## Uit te voeren werk
- a) Beantwoord de volgende vragen over het fragment over de stellingen van Amstelside c.s.:
(i) Op welk artikel van het BW beroepen Amstelside c.s. zich met hun stelling over een "beletten van vervulling"?
(ii) Waarom wordt de stelling verworpen dat de gemeente onrechtmatig heeft gehandeld door niet voortvarend te handelen?
(iii) Naar welk stuk wordt in de bouwenvelopovereenkomsten verwezen voor de definitie van de term "bouwrijp"?
- b) Citeer uit het fragment over de stellingen van Amstelside c.s. het deel dat opent met de woorden "De stellingen van" en sluit met "van de erfpachtovereenkomsten.".

De rechtbank verwerpt ten slotte de stelling van Amstelside c.s. dat sprake is van een “beletten van vervulling” in de zin van artikel 6:23 BW. Er is geen sprake van een voorwaardelijke verbintenis, waarvan de vervulling door de gemeente is belet.
De stelling voorts dat de gemeente onrechtmatig heeft gehandeld door niet voortvarend te handelen, wordt als onvoldoende onderbouwd verworpen.
De stellingen van Amstelside c.s. ten slotte dat sprake zou zijn van een onaanvaardbare doorkruising of misbruik van bevoegdheid, worden eveneens verworpen. Die stellingen zijn onbegrijpelijk, terwijl de onderbouwing van de stellingen – dat de gemeente later, bij het uitgeven van de grond in erfpacht, een nauwere definitie van de term “bouwrijp” is overeengekomen – ook feitelijk onjuist is. In de bouwenvelopovereenkomsten is voor de definitie van de term reeds verwezen naar de Terreinspecificatie, die ook deel uitmaakt van de erfpachtovereenkomsten.
(ii) 10 kV-leidingen
5.11.

## Verstrekte gegevens
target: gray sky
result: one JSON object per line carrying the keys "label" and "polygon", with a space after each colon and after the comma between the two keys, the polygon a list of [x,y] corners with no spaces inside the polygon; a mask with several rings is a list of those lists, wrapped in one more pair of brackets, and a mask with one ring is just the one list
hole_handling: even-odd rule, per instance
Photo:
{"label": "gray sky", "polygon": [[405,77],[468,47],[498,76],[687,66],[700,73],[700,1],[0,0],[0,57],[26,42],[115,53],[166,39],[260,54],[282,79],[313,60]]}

## Uitkomsten opdrachten
- a)
(i) Artikel 6:23 BW.
(ii) Omdat die stelling onvoldoende onderbouwd is.
(iii) Naar de Terreinspecificatie.

- b)
De stellingen van Amstelside c.s. ten slotte dat sprake zou zijn van een onaanvaardbare doorkruising of misbruik van bevoegdheid, worden eveneens verworpen. Die stellingen zijn onbegrijpelijk, terwijl de onderbouwing van de stellingen – dat de gemeente later, bij het uitgeven van de grond in erfpacht, een nauwere definitie van de term “bouwrijp” is overeengekomen – ook feitelijk onjuist is. In de bouwenvelopovereenkomsten is voor de definitie van de term reeds verwezen naar de Terreinspecificatie, die ook deel uitmaakt van de erfpachtovereenkomsten.